**Document text**
-- Opening Marker --

(iv) Changes associated with glaciation
Major changes to the earth’s habitats during glaciation advances include:
(1) Elimination of terrestrial habitat. Huge areas where covered by ice, clearly eliminating habitat for animals and plants. At the height of the last glaciation, the area of the ice sheets was estimated to cover about 33% of the earth's surface. On the other hand, over 2.8 million sq. km of ocean floor were exposed as new terrestrial habitat as sea levels dropped (see below). Canada today covers about 10 million sq. km.
(2) Temperature. Global average temperature drops of 4-5 degrees C (from current levels). Average sea temperatures were less extreme owing to the greater heat holding capacity of water (average of 2-3 degrees C).
(3) Shifts in climate regimes. There were large scale changes in global climate regimes (temperature and precipitation) that drove changes in biome distribution on the earth. In general, there were shifts towards the equator during glacial periods and shifts toward the poles during interglacials. Global changes were greatly influenced on a local scale by factors such as local topography and proximity to moderating influence of oceans.
For instance, the massive size of glaciers themselves reduced the extent of Arctic wind flow to non-glaciated areas. Also, as cool air descended down the faces of glaciers (2-3 km drop), the air warmed as air pressure increased and decreased the distance among individual air molecules (known as adiabatic heating). These processes tended to make environments near the glacial margins fairly moderate in terms of temperature. Descending warming air also tended to result in relatively dry environments at glacial margins.
A notable exception to the above includes the current SW United States much of which is desert. At glacial maximum, the shear size of the North American ice sheets tended to cause a southward deflection of the "jet stream" (horizontally oriented winds that flow between the Hadley Cells) blowing from the west. These winds picked up plenty of moisture over the Pacific Ocean resulting in elevated rainfall in the American Southwest. This area is rich in low flat basins separated by isolated mountain ranges. These basins filled with water owing to heavy rainfall and resulted in the formation of large pluvial lakes. The largest such lake was Lake Bonneville, a lake some 50,000 sq. km in area and over 330 m deep, in Utah and parts of Nevada and Idaho. A second was Lake Lahontan in eastern Nevada. These lakes shrunk dramatically as the glaciers retreated and the present day Great Salt Lake occupies only a tiny portion of the former Lake Bonneville (less than 25%). Lake Lahontan has been reduced to a small (about 5) number of very tiny, isolated lakes (e.g., Pyramid and Walker lakes - see figure below). The formation and subsequent decline in size of these lakes had some important evolutionary consequences for fish (see later notes on Speciation) in these areas (provided opportunities for dispersal and vicariant speciation). One of these was the evolution of a distinctive subspecies of cutthroat trout, the Lahontan cutthroat trout Oncorhynchus clarkii henshawi.

-- Closing Marker --

**Activity**
Rewrite the part of the passage on glaciation starting at "(2) Temperature. Global" and ending at "2-3 degrees C).", replacing "degrees C" with "°C".

**Phrase grounding data**
-- Opening Marker --

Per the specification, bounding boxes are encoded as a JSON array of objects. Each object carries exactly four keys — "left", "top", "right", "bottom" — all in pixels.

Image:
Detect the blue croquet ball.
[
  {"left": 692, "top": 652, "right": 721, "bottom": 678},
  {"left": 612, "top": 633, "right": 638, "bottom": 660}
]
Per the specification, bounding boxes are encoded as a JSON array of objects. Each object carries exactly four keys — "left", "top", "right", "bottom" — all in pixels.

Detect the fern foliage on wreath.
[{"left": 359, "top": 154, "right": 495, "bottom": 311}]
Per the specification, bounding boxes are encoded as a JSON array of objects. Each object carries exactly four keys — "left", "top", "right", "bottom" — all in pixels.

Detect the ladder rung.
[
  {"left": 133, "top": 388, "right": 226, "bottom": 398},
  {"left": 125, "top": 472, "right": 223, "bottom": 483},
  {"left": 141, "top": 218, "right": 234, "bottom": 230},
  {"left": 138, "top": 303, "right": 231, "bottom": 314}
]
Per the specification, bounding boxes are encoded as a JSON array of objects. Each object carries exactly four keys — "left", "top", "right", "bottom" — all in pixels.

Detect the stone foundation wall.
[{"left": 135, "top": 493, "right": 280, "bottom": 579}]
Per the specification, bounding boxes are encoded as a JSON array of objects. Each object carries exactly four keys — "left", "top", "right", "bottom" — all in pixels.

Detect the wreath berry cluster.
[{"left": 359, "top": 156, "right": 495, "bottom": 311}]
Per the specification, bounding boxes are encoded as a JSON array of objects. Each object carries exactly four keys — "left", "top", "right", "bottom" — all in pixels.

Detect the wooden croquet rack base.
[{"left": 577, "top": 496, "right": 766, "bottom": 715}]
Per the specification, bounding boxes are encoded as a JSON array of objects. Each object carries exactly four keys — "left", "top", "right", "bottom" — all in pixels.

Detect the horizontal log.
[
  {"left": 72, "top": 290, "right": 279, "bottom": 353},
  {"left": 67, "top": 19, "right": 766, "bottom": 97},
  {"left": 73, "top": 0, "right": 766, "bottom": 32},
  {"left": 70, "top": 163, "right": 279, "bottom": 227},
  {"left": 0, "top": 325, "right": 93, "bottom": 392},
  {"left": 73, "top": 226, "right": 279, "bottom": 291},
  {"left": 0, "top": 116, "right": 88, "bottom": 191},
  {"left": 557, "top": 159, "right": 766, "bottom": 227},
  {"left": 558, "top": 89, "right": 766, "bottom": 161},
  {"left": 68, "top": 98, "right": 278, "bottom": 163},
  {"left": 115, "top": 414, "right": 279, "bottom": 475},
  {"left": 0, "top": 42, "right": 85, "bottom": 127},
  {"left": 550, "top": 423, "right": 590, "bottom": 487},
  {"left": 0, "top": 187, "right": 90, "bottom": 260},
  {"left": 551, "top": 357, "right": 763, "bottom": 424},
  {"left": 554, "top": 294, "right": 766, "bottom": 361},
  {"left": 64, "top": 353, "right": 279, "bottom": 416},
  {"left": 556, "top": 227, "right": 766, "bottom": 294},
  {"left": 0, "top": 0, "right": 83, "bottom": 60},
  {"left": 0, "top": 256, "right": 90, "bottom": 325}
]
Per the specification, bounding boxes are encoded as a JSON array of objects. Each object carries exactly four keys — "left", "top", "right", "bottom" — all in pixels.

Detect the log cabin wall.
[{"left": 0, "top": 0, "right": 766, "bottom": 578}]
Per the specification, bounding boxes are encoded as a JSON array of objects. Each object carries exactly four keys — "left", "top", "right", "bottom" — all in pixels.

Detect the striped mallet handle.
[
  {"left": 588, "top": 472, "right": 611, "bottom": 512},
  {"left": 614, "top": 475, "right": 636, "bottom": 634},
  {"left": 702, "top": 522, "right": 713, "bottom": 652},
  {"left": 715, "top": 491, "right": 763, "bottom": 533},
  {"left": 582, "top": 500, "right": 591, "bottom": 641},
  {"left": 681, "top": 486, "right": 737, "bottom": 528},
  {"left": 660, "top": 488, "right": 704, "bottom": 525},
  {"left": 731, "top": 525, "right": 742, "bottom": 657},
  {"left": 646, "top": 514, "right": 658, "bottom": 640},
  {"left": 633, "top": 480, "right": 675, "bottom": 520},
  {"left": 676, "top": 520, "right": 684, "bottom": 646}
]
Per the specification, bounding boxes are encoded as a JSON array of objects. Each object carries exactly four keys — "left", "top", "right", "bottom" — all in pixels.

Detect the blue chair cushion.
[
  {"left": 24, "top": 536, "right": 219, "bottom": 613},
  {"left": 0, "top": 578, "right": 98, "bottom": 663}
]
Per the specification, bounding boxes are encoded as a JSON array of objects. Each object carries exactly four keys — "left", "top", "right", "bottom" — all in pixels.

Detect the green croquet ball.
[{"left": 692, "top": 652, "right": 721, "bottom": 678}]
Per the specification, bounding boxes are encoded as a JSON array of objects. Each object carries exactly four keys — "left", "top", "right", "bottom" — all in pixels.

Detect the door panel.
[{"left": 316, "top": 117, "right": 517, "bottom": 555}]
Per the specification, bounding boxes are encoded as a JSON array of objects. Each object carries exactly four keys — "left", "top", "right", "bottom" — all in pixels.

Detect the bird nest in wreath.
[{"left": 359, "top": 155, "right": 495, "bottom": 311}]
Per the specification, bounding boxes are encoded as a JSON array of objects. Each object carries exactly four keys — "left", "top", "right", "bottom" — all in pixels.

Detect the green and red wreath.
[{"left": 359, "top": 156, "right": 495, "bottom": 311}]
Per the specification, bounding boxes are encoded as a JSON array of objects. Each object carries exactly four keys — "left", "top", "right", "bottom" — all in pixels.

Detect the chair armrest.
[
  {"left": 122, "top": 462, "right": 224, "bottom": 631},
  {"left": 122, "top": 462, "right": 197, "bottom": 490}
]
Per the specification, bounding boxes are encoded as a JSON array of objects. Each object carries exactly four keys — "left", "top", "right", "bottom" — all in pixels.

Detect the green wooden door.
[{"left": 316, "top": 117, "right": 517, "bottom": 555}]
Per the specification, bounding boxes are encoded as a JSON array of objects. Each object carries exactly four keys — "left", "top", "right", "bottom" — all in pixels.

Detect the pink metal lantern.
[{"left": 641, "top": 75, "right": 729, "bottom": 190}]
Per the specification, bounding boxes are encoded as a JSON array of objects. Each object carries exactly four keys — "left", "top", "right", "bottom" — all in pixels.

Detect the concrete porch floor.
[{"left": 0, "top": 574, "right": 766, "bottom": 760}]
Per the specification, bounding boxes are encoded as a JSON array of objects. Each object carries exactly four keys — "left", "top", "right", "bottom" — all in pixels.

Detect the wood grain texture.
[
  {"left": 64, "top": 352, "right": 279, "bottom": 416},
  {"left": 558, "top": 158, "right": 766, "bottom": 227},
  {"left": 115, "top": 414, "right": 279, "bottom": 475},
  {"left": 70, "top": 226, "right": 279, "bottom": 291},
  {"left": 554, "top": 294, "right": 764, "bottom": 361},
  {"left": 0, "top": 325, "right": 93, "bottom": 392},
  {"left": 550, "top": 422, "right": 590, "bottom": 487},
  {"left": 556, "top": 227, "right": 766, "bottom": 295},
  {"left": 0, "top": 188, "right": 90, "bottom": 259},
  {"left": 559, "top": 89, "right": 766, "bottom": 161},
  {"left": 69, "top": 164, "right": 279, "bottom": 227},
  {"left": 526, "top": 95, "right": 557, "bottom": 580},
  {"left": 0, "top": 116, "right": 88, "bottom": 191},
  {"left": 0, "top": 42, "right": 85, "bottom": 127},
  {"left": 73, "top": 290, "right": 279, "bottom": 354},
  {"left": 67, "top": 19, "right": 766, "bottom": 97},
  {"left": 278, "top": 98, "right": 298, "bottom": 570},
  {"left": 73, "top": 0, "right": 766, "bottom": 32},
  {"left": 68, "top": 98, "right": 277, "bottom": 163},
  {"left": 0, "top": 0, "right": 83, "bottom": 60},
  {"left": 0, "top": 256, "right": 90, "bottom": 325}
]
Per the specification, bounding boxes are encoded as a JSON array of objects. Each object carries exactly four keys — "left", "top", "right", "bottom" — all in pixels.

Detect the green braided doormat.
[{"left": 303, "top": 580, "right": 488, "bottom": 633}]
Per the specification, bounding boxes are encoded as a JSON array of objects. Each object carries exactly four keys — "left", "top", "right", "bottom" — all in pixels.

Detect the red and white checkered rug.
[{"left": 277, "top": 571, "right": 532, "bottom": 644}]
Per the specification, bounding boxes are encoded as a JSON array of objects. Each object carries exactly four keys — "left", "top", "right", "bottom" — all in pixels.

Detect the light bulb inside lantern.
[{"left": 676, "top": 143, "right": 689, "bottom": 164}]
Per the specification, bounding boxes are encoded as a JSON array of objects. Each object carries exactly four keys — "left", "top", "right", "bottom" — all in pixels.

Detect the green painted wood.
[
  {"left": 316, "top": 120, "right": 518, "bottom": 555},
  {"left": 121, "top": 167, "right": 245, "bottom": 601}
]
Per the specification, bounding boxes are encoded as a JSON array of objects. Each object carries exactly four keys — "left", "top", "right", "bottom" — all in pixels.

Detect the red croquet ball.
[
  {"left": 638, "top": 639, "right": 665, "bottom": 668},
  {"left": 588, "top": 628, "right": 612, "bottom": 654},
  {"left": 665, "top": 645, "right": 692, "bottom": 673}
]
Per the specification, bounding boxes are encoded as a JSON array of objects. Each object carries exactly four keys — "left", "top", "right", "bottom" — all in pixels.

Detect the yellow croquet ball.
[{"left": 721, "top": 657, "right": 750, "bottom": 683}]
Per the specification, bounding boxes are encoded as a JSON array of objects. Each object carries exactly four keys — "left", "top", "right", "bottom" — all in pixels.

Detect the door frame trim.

-- Closing Marker --

**Written solution**
(2) Temperature. Global average temperature drops of 4-5 °C (from current levels). Average sea temperatures were less extreme owing to the greater heat holding capacity of water (average of 2-3 °C).